→ **WHAT YOU HAVE TO DO**
Pull out every line of the records that contains the string "spire", and copy each one in full.

::: EXERCISE MATERIALS :::

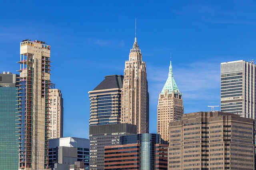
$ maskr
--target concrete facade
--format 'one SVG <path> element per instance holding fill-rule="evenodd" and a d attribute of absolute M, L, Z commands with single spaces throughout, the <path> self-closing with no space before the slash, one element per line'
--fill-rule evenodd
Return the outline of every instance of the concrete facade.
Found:
<path fill-rule="evenodd" d="M 146 63 L 142 61 L 137 39 L 125 61 L 122 91 L 122 123 L 137 126 L 138 133 L 149 132 L 149 95 Z"/>
<path fill-rule="evenodd" d="M 88 139 L 67 137 L 49 140 L 49 162 L 54 170 L 69 170 L 76 161 L 84 163 L 89 169 L 90 141 Z"/>
<path fill-rule="evenodd" d="M 120 145 L 105 147 L 105 170 L 167 170 L 167 147 L 158 134 L 120 138 Z"/>
<path fill-rule="evenodd" d="M 60 90 L 49 90 L 49 139 L 63 137 L 63 99 Z"/>
<path fill-rule="evenodd" d="M 170 123 L 168 169 L 254 169 L 254 121 L 219 111 Z"/>
<path fill-rule="evenodd" d="M 48 169 L 49 45 L 30 39 L 20 43 L 17 98 L 19 170 Z"/>
<path fill-rule="evenodd" d="M 256 118 L 256 66 L 242 60 L 221 64 L 220 111 Z"/>

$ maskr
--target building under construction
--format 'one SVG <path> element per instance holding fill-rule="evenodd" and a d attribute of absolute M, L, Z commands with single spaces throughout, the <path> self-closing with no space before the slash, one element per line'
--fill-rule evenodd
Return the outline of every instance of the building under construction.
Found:
<path fill-rule="evenodd" d="M 19 170 L 48 169 L 50 46 L 30 39 L 20 43 L 18 71 Z"/>

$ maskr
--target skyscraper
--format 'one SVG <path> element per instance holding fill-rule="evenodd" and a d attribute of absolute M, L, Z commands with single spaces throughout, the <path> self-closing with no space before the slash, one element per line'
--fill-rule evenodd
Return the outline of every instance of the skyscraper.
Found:
<path fill-rule="evenodd" d="M 18 76 L 9 72 L 0 74 L 0 170 L 18 168 L 16 132 Z"/>
<path fill-rule="evenodd" d="M 168 169 L 254 170 L 254 123 L 219 111 L 184 114 L 170 123 Z"/>
<path fill-rule="evenodd" d="M 17 108 L 20 170 L 48 169 L 50 48 L 40 41 L 20 43 Z"/>
<path fill-rule="evenodd" d="M 49 138 L 63 137 L 63 99 L 60 90 L 49 90 Z"/>
<path fill-rule="evenodd" d="M 221 66 L 221 111 L 255 119 L 255 64 L 240 60 Z"/>
<path fill-rule="evenodd" d="M 119 144 L 119 137 L 136 135 L 137 126 L 114 123 L 90 126 L 90 169 L 104 169 L 104 147 Z"/>
<path fill-rule="evenodd" d="M 146 63 L 135 36 L 129 60 L 125 62 L 122 90 L 122 123 L 137 126 L 138 133 L 149 132 L 149 97 Z"/>
<path fill-rule="evenodd" d="M 168 141 L 169 123 L 180 119 L 183 114 L 182 94 L 173 78 L 171 61 L 169 74 L 164 88 L 159 93 L 157 106 L 157 133 Z"/>
<path fill-rule="evenodd" d="M 124 76 L 106 76 L 93 90 L 89 91 L 89 125 L 100 125 L 121 121 L 121 92 Z"/>

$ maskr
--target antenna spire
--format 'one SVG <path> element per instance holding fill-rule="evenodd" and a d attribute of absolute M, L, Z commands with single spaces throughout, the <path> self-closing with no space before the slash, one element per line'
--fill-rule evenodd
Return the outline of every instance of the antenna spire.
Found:
<path fill-rule="evenodd" d="M 136 18 L 135 18 L 135 41 L 137 42 L 137 38 L 136 37 Z"/>

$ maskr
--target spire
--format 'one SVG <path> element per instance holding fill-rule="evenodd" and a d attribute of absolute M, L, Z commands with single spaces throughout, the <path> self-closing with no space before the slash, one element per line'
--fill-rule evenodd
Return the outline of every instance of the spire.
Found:
<path fill-rule="evenodd" d="M 137 43 L 137 38 L 136 37 L 136 18 L 135 18 L 135 38 L 134 42 Z"/>
<path fill-rule="evenodd" d="M 134 43 L 132 46 L 132 49 L 139 49 L 139 46 L 137 43 L 137 37 L 136 37 L 136 18 L 135 18 L 135 38 L 134 39 Z"/>
<path fill-rule="evenodd" d="M 172 73 L 172 53 L 171 53 L 171 60 L 170 64 L 170 66 L 169 67 L 169 74 L 171 74 L 172 77 L 173 77 L 173 73 Z M 169 76 L 170 75 L 169 75 Z"/>
<path fill-rule="evenodd" d="M 172 93 L 172 91 L 176 90 L 179 90 L 179 89 L 176 84 L 175 80 L 173 78 L 173 73 L 172 72 L 172 55 L 171 54 L 171 60 L 170 62 L 170 66 L 169 67 L 169 74 L 168 75 L 168 78 L 166 80 L 164 86 L 162 90 L 162 91 L 160 92 L 161 94 L 164 94 L 165 90 L 168 90 L 168 93 Z"/>

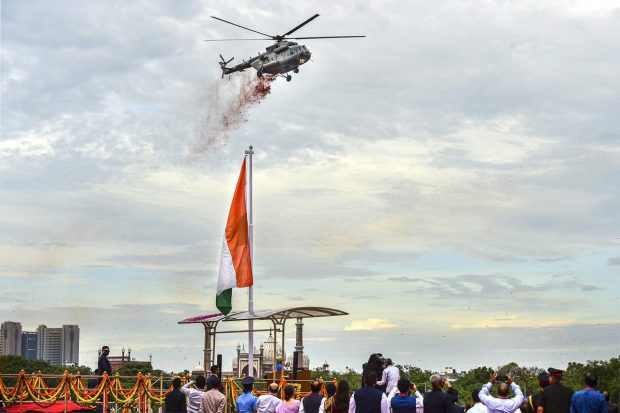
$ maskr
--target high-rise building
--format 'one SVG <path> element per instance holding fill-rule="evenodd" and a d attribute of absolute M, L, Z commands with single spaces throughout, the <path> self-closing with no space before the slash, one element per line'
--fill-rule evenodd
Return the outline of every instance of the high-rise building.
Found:
<path fill-rule="evenodd" d="M 62 365 L 62 328 L 37 328 L 37 358 L 54 366 Z"/>
<path fill-rule="evenodd" d="M 28 360 L 45 360 L 54 366 L 80 362 L 80 327 L 39 325 L 37 331 L 22 331 L 21 323 L 5 321 L 0 328 L 0 355 L 14 354 Z"/>
<path fill-rule="evenodd" d="M 22 323 L 5 321 L 0 326 L 2 352 L 5 355 L 21 356 L 22 354 Z"/>
<path fill-rule="evenodd" d="M 80 327 L 77 324 L 62 326 L 62 364 L 78 365 L 80 361 Z"/>
<path fill-rule="evenodd" d="M 37 358 L 36 331 L 22 331 L 22 356 L 28 360 L 35 360 Z"/>

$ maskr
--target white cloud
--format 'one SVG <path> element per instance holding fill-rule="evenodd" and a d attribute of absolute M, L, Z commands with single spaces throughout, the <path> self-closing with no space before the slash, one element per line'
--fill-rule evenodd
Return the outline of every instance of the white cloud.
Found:
<path fill-rule="evenodd" d="M 396 324 L 384 318 L 369 318 L 367 320 L 353 320 L 351 324 L 344 328 L 344 331 L 385 330 L 395 327 Z"/>

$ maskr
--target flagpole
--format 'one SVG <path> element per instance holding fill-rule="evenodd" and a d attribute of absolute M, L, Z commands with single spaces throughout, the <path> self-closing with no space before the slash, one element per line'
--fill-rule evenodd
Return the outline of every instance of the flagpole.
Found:
<path fill-rule="evenodd" d="M 254 272 L 254 221 L 252 218 L 252 155 L 254 147 L 250 145 L 245 151 L 248 156 L 248 237 L 250 239 L 250 261 Z M 248 312 L 254 314 L 254 287 L 248 289 Z M 254 320 L 248 320 L 248 376 L 254 376 Z"/>

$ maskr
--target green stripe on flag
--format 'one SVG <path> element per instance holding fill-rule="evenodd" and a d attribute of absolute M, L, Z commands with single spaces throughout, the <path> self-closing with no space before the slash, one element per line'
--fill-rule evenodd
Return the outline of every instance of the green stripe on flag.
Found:
<path fill-rule="evenodd" d="M 222 291 L 222 293 L 215 298 L 215 306 L 224 315 L 230 313 L 230 310 L 232 310 L 232 288 Z"/>

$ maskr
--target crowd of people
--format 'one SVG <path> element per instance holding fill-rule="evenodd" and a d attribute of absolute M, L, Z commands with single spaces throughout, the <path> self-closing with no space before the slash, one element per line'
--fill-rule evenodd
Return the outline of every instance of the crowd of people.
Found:
<path fill-rule="evenodd" d="M 183 386 L 180 379 L 174 379 L 174 390 L 166 396 L 165 412 L 223 413 L 226 400 L 216 366 L 211 373 L 208 379 L 198 376 Z M 365 386 L 353 393 L 349 383 L 342 380 L 338 386 L 328 383 L 323 396 L 322 383 L 315 380 L 310 394 L 301 400 L 296 397 L 297 388 L 290 384 L 283 389 L 282 399 L 278 397 L 277 383 L 271 383 L 266 394 L 255 396 L 254 379 L 246 377 L 241 381 L 243 393 L 237 397 L 235 407 L 238 413 L 617 413 L 608 395 L 597 391 L 597 378 L 592 373 L 585 375 L 585 387 L 578 392 L 562 384 L 561 370 L 550 368 L 549 373 L 541 373 L 538 378 L 539 391 L 524 397 L 512 377 L 493 375 L 472 391 L 474 404 L 465 411 L 457 404 L 458 391 L 438 374 L 429 378 L 431 390 L 424 395 L 414 383 L 389 370 L 380 381 L 376 373 L 368 373 Z M 377 388 L 380 383 L 387 383 L 387 391 Z M 494 386 L 497 397 L 491 394 Z"/>
<path fill-rule="evenodd" d="M 109 374 L 106 357 L 109 349 L 102 350 L 98 370 Z M 226 397 L 220 374 L 218 366 L 212 366 L 208 378 L 199 375 L 184 385 L 180 378 L 175 378 L 172 391 L 166 395 L 165 413 L 224 413 Z M 466 410 L 458 404 L 458 391 L 447 377 L 431 375 L 431 390 L 422 395 L 415 383 L 401 378 L 392 360 L 386 359 L 380 380 L 377 373 L 369 371 L 360 389 L 351 392 L 349 383 L 341 380 L 338 386 L 326 384 L 325 396 L 321 394 L 323 384 L 318 380 L 311 383 L 310 394 L 301 399 L 297 397 L 297 388 L 290 384 L 283 389 L 284 397 L 278 397 L 278 383 L 271 383 L 266 394 L 256 396 L 254 378 L 245 377 L 241 381 L 243 393 L 235 400 L 235 410 L 237 413 L 618 413 L 618 407 L 609 402 L 609 394 L 597 390 L 595 374 L 587 373 L 583 390 L 577 392 L 562 384 L 562 374 L 562 370 L 555 368 L 540 373 L 539 389 L 528 397 L 510 375 L 495 374 L 480 388 L 472 389 L 473 405 Z M 497 397 L 492 395 L 494 387 Z"/>

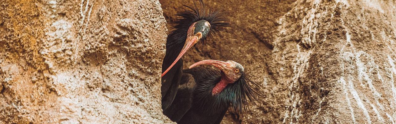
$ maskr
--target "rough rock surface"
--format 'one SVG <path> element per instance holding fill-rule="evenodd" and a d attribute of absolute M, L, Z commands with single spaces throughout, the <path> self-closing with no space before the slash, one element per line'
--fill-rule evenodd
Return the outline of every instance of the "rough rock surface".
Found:
<path fill-rule="evenodd" d="M 172 123 L 158 0 L 0 2 L 0 124 Z"/>
<path fill-rule="evenodd" d="M 185 57 L 185 68 L 231 60 L 267 97 L 223 124 L 395 124 L 396 3 L 383 0 L 205 0 L 225 33 Z M 160 0 L 169 22 L 185 0 Z M 171 24 L 167 25 L 169 28 Z"/>

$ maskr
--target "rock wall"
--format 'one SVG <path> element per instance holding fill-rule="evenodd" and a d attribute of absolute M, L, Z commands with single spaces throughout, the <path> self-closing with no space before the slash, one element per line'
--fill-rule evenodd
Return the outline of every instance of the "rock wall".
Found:
<path fill-rule="evenodd" d="M 184 0 L 160 0 L 169 22 Z M 266 97 L 223 124 L 394 124 L 396 3 L 382 0 L 206 0 L 230 27 L 189 51 L 231 60 Z M 171 25 L 168 25 L 169 28 Z"/>
<path fill-rule="evenodd" d="M 266 96 L 223 123 L 396 122 L 394 2 L 205 2 L 231 26 L 190 50 L 185 67 L 233 60 Z M 160 62 L 165 19 L 182 4 L 192 2 L 0 2 L 0 124 L 171 123 Z"/>
<path fill-rule="evenodd" d="M 158 0 L 0 2 L 0 124 L 171 123 Z"/>

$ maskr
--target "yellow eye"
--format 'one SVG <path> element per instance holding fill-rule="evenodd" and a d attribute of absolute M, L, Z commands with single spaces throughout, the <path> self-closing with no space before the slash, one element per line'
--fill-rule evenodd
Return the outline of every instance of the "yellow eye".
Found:
<path fill-rule="evenodd" d="M 235 70 L 235 72 L 236 72 L 236 73 L 239 72 L 239 69 L 237 69 L 236 70 Z"/>

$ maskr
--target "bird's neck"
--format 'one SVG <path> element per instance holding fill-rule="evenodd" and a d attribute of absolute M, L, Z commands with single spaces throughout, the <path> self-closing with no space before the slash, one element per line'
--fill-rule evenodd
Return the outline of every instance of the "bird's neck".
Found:
<path fill-rule="evenodd" d="M 219 81 L 219 83 L 216 84 L 216 86 L 212 90 L 212 95 L 215 95 L 221 92 L 228 83 L 232 83 L 230 82 L 227 80 L 225 76 L 222 76 L 220 81 Z"/>

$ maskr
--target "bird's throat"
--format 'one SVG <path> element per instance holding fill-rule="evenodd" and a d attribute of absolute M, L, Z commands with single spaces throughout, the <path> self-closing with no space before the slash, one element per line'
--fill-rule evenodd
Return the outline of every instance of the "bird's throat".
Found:
<path fill-rule="evenodd" d="M 230 83 L 230 81 L 224 77 L 224 76 L 221 76 L 221 79 L 220 79 L 220 81 L 216 84 L 215 87 L 213 88 L 213 89 L 212 90 L 212 95 L 217 95 L 221 92 L 224 89 L 224 88 L 225 88 L 225 87 L 227 86 L 227 85 Z"/>

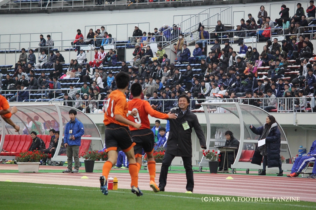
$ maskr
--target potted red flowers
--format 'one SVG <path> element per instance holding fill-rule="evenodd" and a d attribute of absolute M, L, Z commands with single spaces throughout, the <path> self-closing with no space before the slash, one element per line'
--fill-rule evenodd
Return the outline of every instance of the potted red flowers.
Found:
<path fill-rule="evenodd" d="M 22 152 L 15 157 L 19 172 L 38 172 L 40 160 L 47 158 L 48 154 L 45 154 L 38 150 Z"/>
<path fill-rule="evenodd" d="M 209 161 L 210 172 L 211 173 L 217 173 L 218 163 L 221 161 L 219 159 L 221 155 L 218 154 L 217 151 L 214 149 L 211 151 L 210 150 L 203 150 L 202 152 L 204 157 L 210 160 Z"/>

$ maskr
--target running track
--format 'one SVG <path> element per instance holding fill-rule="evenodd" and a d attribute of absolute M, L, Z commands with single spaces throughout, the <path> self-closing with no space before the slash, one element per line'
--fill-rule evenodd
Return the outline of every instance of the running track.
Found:
<path fill-rule="evenodd" d="M 40 170 L 65 169 L 64 166 L 40 166 Z M 16 165 L 0 165 L 0 170 L 17 170 Z M 82 167 L 80 170 L 84 170 Z M 118 188 L 130 189 L 131 177 L 128 173 L 115 173 L 111 171 L 109 177 L 116 177 L 118 180 Z M 72 185 L 99 187 L 98 173 L 63 174 L 56 173 L 3 173 L 0 174 L 0 181 L 10 180 L 14 182 Z M 156 181 L 158 182 L 159 174 L 156 174 Z M 88 179 L 81 179 L 86 176 Z M 231 176 L 234 179 L 226 179 Z M 149 186 L 149 175 L 138 175 L 138 186 L 141 190 L 151 190 Z M 316 179 L 301 178 L 289 178 L 285 175 L 259 176 L 246 174 L 194 174 L 195 193 L 216 194 L 245 197 L 299 197 L 302 201 L 316 201 L 315 186 Z M 185 174 L 168 174 L 165 191 L 184 192 L 186 180 Z"/>

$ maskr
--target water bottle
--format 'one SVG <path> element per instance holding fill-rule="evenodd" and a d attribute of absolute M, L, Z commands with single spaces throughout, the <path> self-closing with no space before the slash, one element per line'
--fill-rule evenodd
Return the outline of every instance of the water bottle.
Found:
<path fill-rule="evenodd" d="M 113 189 L 113 179 L 112 177 L 110 177 L 107 179 L 107 189 Z"/>
<path fill-rule="evenodd" d="M 116 177 L 114 178 L 113 180 L 113 190 L 117 190 L 118 189 L 118 179 Z"/>

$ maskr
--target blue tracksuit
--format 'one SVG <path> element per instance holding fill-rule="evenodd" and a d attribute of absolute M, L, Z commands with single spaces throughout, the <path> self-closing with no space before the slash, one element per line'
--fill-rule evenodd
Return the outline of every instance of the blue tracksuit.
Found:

:::

→ **RESULT**
--target antenna spire
Return the outline of every instance of the antenna spire.
--target spire
Return the outline of every instance of the spire.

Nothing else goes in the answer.